> Exercise objective:
Pick out each line in the entries below that contains the string "grass" and copy it. Count only matches with the same uppercase and lowercase letters.

> Data shown:
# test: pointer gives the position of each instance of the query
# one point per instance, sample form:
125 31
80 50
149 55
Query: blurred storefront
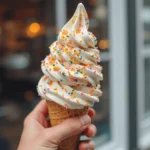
28 27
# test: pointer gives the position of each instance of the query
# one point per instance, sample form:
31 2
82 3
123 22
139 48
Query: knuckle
26 120
74 124
51 138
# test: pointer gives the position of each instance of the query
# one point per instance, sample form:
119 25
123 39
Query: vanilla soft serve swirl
72 75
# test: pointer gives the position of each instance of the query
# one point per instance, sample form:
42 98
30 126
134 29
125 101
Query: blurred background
28 27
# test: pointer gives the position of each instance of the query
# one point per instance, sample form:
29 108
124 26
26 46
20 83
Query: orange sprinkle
50 83
86 102
77 101
56 68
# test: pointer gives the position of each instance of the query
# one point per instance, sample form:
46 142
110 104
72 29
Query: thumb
68 128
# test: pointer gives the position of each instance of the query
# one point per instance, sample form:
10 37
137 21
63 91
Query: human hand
38 136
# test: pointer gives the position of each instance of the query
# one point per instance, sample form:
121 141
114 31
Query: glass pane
27 28
97 12
102 109
146 17
147 88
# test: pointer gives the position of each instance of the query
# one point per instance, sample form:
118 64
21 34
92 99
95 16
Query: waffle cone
58 114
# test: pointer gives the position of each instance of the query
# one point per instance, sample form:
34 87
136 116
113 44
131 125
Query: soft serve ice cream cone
72 75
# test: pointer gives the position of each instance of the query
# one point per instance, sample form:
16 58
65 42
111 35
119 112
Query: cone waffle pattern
58 114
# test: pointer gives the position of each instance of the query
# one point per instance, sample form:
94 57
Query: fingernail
94 130
85 119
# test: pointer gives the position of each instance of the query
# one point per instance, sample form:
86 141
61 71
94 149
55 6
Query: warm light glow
34 27
29 96
103 44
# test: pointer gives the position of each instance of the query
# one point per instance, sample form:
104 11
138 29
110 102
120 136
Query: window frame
142 54
118 79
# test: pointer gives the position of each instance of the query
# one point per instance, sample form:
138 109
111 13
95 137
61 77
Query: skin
37 135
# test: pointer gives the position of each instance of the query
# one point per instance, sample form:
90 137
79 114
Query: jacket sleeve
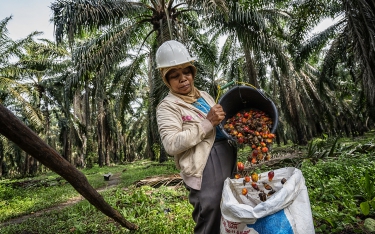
175 138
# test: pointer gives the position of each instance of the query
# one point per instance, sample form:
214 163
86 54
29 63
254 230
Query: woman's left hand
216 115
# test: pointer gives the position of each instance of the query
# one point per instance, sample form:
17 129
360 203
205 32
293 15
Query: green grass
335 185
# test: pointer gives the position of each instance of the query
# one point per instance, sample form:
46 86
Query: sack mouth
244 98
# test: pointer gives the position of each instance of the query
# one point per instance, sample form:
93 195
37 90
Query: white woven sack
287 211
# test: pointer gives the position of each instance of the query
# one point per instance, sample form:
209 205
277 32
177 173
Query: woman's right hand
216 115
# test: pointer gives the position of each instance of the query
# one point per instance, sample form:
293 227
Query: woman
188 122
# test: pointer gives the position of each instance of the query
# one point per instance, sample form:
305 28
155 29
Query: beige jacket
187 135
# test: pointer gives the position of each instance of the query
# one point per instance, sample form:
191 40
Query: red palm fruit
255 186
271 174
240 166
262 196
254 160
244 191
254 176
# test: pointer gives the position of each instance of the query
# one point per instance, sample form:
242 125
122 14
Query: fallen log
15 130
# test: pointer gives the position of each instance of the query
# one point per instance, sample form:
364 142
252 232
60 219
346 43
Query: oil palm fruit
254 177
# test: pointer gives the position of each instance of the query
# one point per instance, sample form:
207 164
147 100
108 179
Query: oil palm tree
350 56
127 32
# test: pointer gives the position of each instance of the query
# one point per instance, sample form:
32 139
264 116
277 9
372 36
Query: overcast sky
28 16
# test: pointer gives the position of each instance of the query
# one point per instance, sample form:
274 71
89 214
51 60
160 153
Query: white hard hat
172 53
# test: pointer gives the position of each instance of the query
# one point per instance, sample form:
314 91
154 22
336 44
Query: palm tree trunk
250 68
101 136
15 130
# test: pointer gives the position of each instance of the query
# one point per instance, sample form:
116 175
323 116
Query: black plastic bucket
245 98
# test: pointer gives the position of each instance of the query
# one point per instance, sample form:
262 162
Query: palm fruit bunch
252 128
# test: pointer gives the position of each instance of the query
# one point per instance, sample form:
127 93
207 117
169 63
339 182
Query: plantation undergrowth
334 172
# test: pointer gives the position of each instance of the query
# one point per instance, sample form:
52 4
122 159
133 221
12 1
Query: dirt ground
113 182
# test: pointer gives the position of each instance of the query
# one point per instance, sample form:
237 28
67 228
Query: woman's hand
216 115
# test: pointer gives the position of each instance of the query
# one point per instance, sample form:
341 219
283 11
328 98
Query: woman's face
181 80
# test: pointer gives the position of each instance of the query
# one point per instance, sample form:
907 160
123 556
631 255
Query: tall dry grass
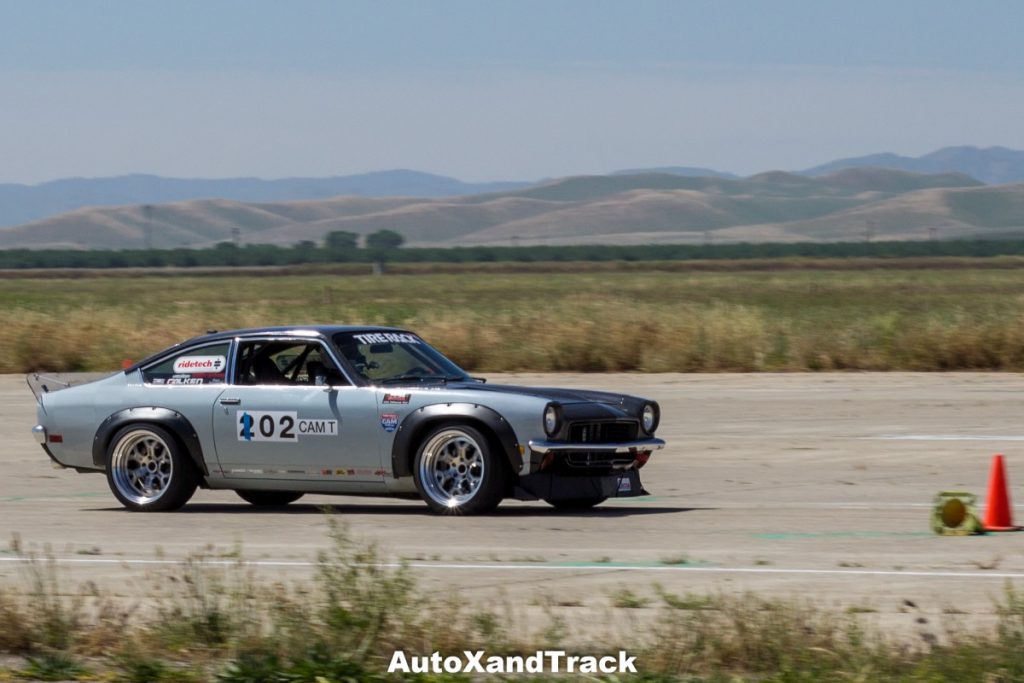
208 621
582 322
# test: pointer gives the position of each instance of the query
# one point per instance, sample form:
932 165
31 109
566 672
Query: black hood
581 403
551 393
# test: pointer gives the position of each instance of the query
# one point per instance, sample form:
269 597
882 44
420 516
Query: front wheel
269 498
458 472
148 471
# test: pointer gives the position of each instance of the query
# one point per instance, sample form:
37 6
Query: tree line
383 246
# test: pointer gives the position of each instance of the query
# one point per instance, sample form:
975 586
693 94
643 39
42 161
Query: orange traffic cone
998 514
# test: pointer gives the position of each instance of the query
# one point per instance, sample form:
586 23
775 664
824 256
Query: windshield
395 357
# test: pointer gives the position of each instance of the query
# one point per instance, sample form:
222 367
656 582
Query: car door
290 415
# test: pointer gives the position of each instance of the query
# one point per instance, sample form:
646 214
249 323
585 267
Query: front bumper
625 483
641 445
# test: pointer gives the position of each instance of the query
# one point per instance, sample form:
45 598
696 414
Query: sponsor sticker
386 338
281 426
193 365
183 381
389 421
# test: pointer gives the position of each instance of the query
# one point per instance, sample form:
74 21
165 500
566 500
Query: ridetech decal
281 426
192 365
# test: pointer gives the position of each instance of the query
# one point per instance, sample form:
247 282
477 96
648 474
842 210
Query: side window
285 363
205 365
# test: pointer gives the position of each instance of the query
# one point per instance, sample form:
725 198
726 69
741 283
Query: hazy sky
485 89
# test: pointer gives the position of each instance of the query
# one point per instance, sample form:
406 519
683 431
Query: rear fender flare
416 424
164 417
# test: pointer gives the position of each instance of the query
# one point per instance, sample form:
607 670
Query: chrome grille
602 432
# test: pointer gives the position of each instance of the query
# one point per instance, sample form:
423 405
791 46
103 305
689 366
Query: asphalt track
807 485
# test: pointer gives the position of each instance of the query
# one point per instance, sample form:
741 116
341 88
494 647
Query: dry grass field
590 322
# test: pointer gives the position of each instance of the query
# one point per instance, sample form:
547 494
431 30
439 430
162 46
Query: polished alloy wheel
452 468
141 466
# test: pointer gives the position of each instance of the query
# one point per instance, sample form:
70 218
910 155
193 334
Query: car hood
549 393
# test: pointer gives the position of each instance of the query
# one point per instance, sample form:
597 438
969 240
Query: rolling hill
20 204
991 165
617 209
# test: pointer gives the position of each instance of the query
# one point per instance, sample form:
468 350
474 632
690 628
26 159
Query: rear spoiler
40 384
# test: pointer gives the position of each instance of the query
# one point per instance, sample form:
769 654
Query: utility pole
147 225
869 229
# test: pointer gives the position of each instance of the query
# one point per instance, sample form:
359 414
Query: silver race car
274 413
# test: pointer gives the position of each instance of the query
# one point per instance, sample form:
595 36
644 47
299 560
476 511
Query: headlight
649 418
552 419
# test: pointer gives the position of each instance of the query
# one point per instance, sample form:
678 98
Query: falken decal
389 421
281 426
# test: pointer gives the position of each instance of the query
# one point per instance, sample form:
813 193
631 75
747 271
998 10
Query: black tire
577 503
458 471
148 470
267 499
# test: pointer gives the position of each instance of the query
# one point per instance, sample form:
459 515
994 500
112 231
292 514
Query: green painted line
796 536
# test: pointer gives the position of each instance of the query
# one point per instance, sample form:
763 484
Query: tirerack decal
389 421
281 426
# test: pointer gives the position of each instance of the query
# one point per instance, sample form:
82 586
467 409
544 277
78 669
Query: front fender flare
164 417
408 436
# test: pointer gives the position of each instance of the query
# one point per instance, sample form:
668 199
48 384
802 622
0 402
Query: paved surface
790 485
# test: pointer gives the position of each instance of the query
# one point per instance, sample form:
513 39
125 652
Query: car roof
313 331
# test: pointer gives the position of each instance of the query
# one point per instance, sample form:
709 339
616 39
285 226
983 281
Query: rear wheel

> Response to this exercise:
Query: green grass
Query: tall dry grass
Query: dry grass field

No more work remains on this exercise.